**TEXT SEGMENT:**
--- BEGIN ---

Since it has been repeatedly evidenced that French and English differ in their protrusion behavior, the scattered variability observed in the study of Perkell and Matthies (1992) vs the lawful variability in Abry and Lallouache (1995a,b) could lead to the simple statement that there is again no winner among anticipation models (which are not limited of course to the most famous cited above for the rounding gesture). This recently led to the proposal of a compromise such as a TL model for English vs a LA model for French, Swedish, etc. Formulated by Byrd and Saltzman (2003, note 4, p. 157), in the context where they cited the MEM, the obvious discrepancy between results obtained for French and American could be handled in their Task Dynamic model with an ad hoc “side constraint,” as suggested by Rubin et al. (1996).
Since such a compromise did not seem satisfactory, the present study aimed at testing the MEM in both English (American) and French (Canadian) speakers. In addition to measuring upper-lip protrusion in the two languages for comparison with previous studies, we measured constriction that could not be investigated with flesh points techniques (cf. Perkell and Matthies, 1992) until the development of a Lip-Shape-Tracking-System (Lallouache, 1991). Hence, both protrusion MEM and constriction MEM were tested with English speakers, as previously with French. To minimize the influence of the mandible on protrusion movements (mainly for the lower lip) and consequently for between-lip area (constriction), we also designed a bite-block (BB) control condition.
To summarize, this study addressed the following main issues. Is anticipatory labial coarticulation a language-specific control parameter? Or could it be that one particular dimension of rounding, namely the protrusion measurement is not consistent enough to be a reliable estimate of the rounding gesture, particularly in English? Instead, could the constriction gesture be the most robust to achieve rounding and evidence a general anticipatory control pattern?

--- END ---

**LISTED RECORDS:**
--- BEGIN ---

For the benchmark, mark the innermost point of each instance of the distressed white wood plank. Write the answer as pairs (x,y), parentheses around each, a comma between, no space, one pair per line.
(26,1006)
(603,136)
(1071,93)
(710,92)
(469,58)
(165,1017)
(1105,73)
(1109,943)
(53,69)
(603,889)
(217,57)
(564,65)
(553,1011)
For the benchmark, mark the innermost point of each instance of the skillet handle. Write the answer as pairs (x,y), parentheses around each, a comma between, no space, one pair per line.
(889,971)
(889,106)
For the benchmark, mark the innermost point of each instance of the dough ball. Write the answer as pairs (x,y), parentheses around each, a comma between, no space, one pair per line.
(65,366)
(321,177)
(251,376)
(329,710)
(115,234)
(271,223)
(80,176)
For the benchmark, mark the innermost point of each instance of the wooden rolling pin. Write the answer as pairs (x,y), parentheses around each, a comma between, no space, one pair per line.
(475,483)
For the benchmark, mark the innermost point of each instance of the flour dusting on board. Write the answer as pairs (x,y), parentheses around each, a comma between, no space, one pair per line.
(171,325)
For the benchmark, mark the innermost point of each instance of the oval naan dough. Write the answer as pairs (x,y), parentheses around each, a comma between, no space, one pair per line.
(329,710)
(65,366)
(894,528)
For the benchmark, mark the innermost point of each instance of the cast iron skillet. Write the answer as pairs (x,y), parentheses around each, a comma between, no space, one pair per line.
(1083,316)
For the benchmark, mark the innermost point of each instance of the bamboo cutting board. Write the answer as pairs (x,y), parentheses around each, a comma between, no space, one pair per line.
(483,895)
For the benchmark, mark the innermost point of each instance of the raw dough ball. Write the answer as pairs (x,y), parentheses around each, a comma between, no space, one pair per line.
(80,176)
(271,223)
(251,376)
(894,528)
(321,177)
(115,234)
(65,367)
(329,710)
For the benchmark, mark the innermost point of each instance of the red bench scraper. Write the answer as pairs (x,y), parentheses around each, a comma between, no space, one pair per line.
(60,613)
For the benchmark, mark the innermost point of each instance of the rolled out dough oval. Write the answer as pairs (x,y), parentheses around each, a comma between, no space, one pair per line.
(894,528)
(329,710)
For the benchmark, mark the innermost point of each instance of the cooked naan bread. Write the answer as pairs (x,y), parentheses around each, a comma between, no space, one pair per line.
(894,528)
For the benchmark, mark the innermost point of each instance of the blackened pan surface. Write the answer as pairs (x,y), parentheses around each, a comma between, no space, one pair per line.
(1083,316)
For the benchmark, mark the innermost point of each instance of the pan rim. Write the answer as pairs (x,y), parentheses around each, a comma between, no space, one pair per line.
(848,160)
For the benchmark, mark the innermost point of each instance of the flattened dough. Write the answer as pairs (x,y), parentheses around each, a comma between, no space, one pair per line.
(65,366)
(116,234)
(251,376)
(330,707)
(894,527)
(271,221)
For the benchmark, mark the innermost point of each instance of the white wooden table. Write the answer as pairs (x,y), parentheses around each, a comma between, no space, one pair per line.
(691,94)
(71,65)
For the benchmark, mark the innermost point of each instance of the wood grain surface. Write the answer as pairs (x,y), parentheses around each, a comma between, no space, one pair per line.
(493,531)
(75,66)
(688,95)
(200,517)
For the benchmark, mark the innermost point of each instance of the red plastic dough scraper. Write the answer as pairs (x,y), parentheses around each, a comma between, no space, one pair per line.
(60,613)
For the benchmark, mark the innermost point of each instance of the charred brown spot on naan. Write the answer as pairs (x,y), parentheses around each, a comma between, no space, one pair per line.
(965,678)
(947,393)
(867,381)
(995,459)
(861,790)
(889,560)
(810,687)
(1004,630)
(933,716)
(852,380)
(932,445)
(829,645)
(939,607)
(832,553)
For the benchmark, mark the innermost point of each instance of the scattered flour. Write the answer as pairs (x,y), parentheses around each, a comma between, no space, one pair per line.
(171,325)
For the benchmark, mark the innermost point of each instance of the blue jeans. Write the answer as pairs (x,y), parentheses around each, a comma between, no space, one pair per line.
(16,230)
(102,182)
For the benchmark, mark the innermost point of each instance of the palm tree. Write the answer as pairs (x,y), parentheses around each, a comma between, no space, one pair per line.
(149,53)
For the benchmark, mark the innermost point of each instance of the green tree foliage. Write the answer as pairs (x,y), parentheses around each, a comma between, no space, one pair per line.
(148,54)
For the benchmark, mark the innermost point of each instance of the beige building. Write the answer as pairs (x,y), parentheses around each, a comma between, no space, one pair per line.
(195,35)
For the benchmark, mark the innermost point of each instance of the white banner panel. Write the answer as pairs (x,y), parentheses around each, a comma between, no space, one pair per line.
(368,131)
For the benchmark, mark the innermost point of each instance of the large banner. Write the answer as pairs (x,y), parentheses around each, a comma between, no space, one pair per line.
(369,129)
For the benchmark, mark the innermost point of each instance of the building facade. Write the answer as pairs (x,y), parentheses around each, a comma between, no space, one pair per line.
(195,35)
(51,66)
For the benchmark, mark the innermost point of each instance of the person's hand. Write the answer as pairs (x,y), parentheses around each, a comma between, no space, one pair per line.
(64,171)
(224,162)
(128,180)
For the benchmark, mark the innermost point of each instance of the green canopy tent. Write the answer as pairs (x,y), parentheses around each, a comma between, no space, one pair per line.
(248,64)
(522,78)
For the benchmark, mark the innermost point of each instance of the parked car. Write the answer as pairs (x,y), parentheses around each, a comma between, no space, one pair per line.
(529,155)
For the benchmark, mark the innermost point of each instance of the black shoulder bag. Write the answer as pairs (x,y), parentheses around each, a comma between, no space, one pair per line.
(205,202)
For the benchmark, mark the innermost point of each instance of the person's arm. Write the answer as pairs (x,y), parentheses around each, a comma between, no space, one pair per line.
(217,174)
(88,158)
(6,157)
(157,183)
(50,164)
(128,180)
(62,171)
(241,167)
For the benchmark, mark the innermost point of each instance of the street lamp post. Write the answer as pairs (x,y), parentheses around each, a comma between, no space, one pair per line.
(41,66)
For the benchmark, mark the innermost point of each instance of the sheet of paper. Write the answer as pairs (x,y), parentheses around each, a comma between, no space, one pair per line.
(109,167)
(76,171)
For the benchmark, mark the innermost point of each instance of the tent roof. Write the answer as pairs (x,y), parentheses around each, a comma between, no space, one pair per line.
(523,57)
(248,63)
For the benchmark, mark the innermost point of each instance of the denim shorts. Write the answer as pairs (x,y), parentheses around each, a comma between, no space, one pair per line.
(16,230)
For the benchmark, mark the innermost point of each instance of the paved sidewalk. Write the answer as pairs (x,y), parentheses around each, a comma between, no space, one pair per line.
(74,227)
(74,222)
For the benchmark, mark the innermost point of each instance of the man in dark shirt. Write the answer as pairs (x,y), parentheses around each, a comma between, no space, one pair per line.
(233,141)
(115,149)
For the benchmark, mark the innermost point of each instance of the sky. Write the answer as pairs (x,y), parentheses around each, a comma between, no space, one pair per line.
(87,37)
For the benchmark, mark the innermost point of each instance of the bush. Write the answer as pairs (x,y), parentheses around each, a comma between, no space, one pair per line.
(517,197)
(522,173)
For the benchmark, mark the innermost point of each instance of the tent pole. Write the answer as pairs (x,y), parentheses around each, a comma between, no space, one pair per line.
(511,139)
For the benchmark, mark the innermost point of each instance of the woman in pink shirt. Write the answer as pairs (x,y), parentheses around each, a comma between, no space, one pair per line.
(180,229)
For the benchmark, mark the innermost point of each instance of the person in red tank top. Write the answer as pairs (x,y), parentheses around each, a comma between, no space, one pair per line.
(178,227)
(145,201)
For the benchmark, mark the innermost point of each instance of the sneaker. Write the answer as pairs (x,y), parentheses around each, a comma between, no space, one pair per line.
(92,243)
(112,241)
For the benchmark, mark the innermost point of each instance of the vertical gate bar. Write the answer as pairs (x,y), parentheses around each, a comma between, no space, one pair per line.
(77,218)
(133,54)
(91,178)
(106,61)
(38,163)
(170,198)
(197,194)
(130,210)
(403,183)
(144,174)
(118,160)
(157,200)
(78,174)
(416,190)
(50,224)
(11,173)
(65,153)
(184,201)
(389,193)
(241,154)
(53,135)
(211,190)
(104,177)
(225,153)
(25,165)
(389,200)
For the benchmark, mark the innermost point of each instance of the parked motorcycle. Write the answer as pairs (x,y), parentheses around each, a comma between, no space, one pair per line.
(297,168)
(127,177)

--- END ---

**WRITTEN EXERCISE:** Reproduce the passage on anticipatory lip rounding, from "To summarize, this" to "anticipatory control pattern?", word for word.

**RIGHT ANSWER:**
To summarize, this study addressed the following main issues. Is anticipatory labial coarticulation a language-specific control parameter? Or could it be that one particular dimension of rounding, namely the protrusion measurement is not consistent enough to be a reliable estimate of the rounding gesture, particularly in English? Instead, could the constriction gesture be the most robust to achieve rounding and evidence a general anticipatory control pattern?